__Source extract__:
One more detail from the 1769 version of the will:
11. I am bequeathing to my sister, the Queen of Sweden, one of my golden boxes valued at 10,000 thalers, 20 buckets of Hungarian wine and a painting of Pesne in the Sanssouci Palace, which I received from Algarotti.
Of course I got curious, so I looked it up and it's apparently this one (in colour), with the inscription Unter dem Kissen [Under the Pillow]— Ant. Pesne fecit 1706.
Oesterreicher says "A charming peasant girl in the window with her head resting on her right arm. Light and shadow have a splendid effect in this painting, the painter represented bare [bloße] nature. [He sure did.] * * The Count Algarotti bequeathed this painting to His Majesty the King.
Fritz also mentions that Algarotti offered him a Pesne painting in his last letter to Algarotti, which I assume was this one, so they had talked about it before and I'm not entirely sure if it was a formal last will thing from Algarotti or just coincided with his death.
Nevertheless, I have questions! Did Algarotti think that Fritz would simply like to have a Pesne painting or was the motif relevant innuendo? The inscription? And why on earth did Fritz bequeath it to Ulrike - did she come across it during a visit and she and Fritz talked about it? Inside joke? Does she have a connection to Algarotti at all or is it just the fact that Pesne painted it? It's not like Fritz didn't have hundreds of other paintings to give, so why this one?
Fascinating detail! Also, that's actually a beautiful painting, and strikingly different from official portraits Pesne did of the royal family. This is a painting I really like.
did she come across it during a visit?

__Using the information__:
**1.** Please list every item that item 11 of the will, as quoted in the passage on the 1769 will, leaves to the Queen of Sweden.
**2.** Does each statement agree with the passage on the 1769 will? Answer yes or no for each, and quote the words that decide it.
(a) The golden box was valued at 10,000 thalers.
(b) The inscription on the painting gives the year 1706.
(c) Oesterreicher describes the girl resting her head on her left arm.
**3.** Answer these questions from the passage on the 1769 will:
(a) What relation to the writer of the will is the Queen of Sweden?
(b) What is the inscription's title, in German?
(c) According to Oesterreicher, who bequeathed the painting to the King?

__Extracted information__:
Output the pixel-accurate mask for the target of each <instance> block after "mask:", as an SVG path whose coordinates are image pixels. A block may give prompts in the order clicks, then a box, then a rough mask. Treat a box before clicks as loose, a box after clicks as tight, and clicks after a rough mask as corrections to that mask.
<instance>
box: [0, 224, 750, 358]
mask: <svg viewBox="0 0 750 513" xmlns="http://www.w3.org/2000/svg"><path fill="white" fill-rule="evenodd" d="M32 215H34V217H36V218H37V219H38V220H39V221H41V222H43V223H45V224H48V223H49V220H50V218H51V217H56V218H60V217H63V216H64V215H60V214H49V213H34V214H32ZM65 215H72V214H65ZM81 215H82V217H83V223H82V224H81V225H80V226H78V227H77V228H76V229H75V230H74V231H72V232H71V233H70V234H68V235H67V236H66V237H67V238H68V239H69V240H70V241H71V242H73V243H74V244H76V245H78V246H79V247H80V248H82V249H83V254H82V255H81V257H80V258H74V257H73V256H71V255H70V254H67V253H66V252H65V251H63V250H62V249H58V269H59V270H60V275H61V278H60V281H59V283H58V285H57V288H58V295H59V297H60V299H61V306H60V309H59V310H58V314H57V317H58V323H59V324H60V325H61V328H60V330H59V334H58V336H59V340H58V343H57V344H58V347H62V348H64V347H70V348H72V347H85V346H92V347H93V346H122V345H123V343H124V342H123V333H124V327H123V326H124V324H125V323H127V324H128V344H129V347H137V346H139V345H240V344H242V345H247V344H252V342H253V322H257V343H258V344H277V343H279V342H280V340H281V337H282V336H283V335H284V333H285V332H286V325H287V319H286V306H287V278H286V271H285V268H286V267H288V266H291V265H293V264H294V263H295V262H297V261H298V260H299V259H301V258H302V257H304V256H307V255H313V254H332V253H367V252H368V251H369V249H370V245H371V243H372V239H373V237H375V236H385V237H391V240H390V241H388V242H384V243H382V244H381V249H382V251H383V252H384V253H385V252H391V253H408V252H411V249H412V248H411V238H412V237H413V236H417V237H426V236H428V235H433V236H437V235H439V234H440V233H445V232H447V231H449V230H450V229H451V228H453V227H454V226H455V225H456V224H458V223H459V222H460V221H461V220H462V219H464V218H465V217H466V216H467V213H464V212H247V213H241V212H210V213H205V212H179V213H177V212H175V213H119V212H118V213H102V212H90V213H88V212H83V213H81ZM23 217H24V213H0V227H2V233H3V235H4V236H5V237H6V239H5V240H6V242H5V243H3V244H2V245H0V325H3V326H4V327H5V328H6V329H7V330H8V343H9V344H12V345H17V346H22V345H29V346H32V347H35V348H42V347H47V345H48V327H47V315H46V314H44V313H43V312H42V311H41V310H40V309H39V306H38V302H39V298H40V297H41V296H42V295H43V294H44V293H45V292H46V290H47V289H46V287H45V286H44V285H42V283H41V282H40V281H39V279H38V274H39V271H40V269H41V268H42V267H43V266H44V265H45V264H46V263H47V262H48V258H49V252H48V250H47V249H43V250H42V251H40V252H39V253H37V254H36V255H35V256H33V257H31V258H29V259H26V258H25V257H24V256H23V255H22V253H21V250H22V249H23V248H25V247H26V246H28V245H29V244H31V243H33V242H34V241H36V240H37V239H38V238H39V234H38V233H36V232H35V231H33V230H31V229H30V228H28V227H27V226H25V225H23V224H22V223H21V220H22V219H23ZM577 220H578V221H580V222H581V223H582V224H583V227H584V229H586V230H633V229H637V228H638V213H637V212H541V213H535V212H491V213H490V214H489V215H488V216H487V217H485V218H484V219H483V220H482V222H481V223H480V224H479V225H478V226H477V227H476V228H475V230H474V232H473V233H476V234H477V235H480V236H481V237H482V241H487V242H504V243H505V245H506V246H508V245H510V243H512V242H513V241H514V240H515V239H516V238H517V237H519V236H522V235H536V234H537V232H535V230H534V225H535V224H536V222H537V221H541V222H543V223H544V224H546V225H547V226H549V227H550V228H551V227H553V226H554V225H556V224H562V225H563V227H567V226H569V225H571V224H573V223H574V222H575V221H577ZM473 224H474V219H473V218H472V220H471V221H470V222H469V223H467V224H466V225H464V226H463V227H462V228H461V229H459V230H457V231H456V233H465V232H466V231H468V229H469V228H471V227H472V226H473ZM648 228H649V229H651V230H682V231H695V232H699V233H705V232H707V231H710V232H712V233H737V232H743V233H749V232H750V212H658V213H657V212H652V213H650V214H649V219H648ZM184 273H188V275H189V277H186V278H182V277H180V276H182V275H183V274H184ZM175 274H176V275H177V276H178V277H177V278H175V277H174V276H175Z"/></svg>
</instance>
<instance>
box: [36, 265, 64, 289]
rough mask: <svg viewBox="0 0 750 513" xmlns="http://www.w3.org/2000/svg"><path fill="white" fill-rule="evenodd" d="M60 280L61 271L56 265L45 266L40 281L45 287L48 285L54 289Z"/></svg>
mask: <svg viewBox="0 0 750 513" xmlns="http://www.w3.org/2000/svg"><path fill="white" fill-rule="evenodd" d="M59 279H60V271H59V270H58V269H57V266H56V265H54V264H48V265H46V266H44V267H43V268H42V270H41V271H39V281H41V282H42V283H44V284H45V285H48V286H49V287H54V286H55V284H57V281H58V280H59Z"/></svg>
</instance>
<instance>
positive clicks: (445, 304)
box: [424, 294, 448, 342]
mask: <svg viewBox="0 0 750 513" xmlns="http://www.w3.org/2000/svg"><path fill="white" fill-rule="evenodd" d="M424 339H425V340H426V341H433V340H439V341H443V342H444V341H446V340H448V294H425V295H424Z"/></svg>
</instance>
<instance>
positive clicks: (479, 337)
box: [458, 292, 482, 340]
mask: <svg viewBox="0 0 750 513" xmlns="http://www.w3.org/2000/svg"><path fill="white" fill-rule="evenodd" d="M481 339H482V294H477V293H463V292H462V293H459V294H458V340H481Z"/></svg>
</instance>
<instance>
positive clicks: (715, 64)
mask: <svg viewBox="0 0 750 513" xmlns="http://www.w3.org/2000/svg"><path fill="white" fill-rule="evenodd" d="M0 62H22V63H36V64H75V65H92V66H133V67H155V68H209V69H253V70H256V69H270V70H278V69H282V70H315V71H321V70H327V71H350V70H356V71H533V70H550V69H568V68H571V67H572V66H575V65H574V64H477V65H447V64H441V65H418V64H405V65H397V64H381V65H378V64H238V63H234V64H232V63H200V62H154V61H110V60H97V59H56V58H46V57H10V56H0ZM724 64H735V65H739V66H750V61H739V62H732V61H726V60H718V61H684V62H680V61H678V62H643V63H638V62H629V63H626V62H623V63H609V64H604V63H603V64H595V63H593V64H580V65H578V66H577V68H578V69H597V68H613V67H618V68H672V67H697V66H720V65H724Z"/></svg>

__Answers__:
**1.**
- One of the golden boxes, valued at 10,000 thalers
- 20 buckets of Hungarian wine
- A painting of Pesne in the Sanssouci Palace, received from Algarotti

**2.**
(a) Yes: "one of my golden boxes valued at 10,000 thalers"
(b) Yes: "Ant. Pesne fecit 1706"
(c) No: "with her head resting on her right arm"

**3.**
(a) His sister.
(b) Unter dem Kissen.
(c) The Count Algarotti.